◆ GOAL OF THE EXERCISE ◆
From the entries below, output the line with "Pick out each instance of the street lamp" and each following line up to and including the line with "Query = column capital", exactly as written.

━━ DATA RECORDS

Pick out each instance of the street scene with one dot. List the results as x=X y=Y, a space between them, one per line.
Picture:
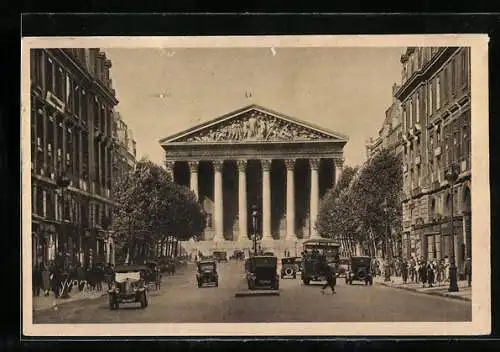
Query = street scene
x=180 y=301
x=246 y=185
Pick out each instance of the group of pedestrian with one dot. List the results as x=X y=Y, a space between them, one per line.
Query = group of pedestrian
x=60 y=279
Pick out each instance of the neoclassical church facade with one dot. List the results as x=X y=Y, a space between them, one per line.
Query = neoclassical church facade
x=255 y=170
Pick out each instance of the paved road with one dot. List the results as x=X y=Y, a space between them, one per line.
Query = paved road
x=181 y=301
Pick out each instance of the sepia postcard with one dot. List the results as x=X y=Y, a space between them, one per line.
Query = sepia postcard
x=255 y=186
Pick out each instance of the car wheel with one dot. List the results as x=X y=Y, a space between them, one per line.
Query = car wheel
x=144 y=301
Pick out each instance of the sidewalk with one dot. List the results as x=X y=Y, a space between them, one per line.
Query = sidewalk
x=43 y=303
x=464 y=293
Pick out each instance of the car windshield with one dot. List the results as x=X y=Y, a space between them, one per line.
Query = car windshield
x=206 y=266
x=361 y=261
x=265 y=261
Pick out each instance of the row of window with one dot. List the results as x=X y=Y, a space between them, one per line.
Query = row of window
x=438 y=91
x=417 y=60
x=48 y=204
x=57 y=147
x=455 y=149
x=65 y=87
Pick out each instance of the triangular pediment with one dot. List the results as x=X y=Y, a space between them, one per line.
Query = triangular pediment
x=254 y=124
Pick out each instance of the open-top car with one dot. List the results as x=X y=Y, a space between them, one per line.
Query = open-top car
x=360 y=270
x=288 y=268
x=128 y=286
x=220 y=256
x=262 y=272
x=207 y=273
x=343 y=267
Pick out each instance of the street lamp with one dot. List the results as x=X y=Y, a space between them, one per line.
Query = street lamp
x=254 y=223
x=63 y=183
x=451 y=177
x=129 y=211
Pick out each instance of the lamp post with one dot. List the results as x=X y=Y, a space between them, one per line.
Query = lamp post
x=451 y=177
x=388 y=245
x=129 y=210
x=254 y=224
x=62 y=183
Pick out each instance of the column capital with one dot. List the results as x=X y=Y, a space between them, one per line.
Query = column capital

━━━━
━━ DATA RECORDS

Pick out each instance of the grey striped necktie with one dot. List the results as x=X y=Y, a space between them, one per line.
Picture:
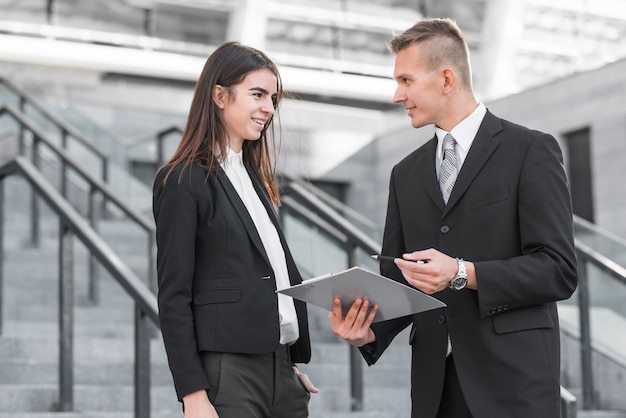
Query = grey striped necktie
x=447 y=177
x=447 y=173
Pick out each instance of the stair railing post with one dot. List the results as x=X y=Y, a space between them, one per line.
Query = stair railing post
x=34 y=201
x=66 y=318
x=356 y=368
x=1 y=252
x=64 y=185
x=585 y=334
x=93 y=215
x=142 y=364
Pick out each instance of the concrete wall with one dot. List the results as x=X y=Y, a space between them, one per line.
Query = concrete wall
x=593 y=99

━━━━

◆ EXERCISE ANSWER ◆
Pick out each instance of the street lamp with one dot. List the results as x=X y=Y, a space between them, one per line.
Query = street lamp
x=254 y=223
x=63 y=183
x=451 y=177
x=129 y=211
Pick out each instance of the lamp post with one dot. List the results as x=X y=Y, a space between them, one per line.
Query = lamp post
x=451 y=177
x=388 y=245
x=129 y=210
x=254 y=224
x=62 y=183
Pick out each instance of the column capital with one dot. List the results as x=X y=Y, a space between them, one per line.
Query = column capital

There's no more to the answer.